**What you will do**
Reproduce all of the lines below, the requests included, and add 29 to each number in the point coordinates of the answers.

§ §

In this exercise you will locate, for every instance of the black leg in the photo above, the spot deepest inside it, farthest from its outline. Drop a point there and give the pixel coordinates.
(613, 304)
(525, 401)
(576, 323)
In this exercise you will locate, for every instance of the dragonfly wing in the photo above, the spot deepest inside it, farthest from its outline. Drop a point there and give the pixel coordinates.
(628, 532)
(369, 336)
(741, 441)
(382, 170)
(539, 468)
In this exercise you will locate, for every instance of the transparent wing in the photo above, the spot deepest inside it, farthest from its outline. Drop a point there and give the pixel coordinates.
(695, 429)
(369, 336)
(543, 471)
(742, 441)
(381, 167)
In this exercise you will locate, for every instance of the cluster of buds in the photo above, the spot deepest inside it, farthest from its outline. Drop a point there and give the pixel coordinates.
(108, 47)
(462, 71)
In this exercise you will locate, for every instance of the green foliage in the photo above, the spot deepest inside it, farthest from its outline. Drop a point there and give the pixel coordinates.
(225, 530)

§ §

**Result of the task**
In this exercise you will locate, for every instance of the black leg in the photo above, the spot deepest inside it, farthest from its outline. Drop a point there and give the pixel coordinates.
(642, 333)
(554, 430)
(605, 352)
In this exercise you will locate, for every instance of the dragonfly wing in the photo above, the spot deepest inside it, farthest from its outline. Drop a point there and give the pixel coordinates.
(657, 561)
(398, 365)
(770, 470)
(411, 199)
(568, 497)
In this exercise you will locate, for every instance of the transparent wing in the photo above, the spot deepest inside it, farthest from its outline. Drop a point there and give the pixel coordinates.
(724, 458)
(398, 365)
(572, 500)
(771, 470)
(410, 196)
In this exercise you will locate, for every instance of the cluster of buds in the photo above, the spot deepest inside it, farthest from its outline. Drop a point there and give the pixel coordinates.
(137, 76)
(491, 100)
In this exercise you will locate, for every instance of the green foliage in the photo above, the spot deepest inside it, farthest from its outline. Drop a point there and give the pixel coordinates.
(254, 559)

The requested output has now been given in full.